In the page on the Ottoman XVII Corps below, turn the paragraph beginning "The XVII Corps of the Ottoman Empire" into a brief bulleted list that keeps its main facts.

> _Page_:
%%
The XVII Corps of the Ottoman Empire (Turkish: 17 nci Kolordu or On Yedinci Kolordu) was one of the corps of the Ottoman Army. It was formed during World War I.

Balkan Wars

Order of Battle, October 17, 1912 
On October 17, 1912, the corps was structured as follows:

XVII Provisional Corps (Thrace, under the command of the Eastern Army)
Samsun Redif Division, Eregli Redif Division, Smyrna Redif Division

Order of Battle, October 29, 1912 
On October 29, 1912, the corps was structured as follows:

XVII Provisional Corps (Thrace, under the command of the Second Eastern Army)
Samsun Redif Division, Eregli Redif Division, Trabzon Redif Division

On November 7, 1912, the XVII Provisional Corps was inactivated.

World War I

Order of Battle, 1915 
XVII Corps (Gallipoli)
15th Division, 25th Division

Order of Battle, 1917
XVII Corps (Smyrna)
%%
> _Extracted data_:
%%
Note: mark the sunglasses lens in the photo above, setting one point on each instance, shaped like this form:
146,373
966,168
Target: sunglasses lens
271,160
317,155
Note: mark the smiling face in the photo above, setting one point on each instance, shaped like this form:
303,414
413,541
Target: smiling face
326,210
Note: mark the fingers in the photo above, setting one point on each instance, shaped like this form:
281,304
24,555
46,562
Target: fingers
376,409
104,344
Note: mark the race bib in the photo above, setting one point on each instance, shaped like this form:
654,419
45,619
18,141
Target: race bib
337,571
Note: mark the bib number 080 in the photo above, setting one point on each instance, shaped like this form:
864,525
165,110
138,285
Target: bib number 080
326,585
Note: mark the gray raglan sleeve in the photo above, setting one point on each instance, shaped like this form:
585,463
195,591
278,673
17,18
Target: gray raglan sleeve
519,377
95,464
%%
> _Result for this task_:
- XVII Corps (Turkish: 17 nci Kolordu or On Yedinci Kolordu) was a corps of the Ottoman Army.
- It was formed during World War I.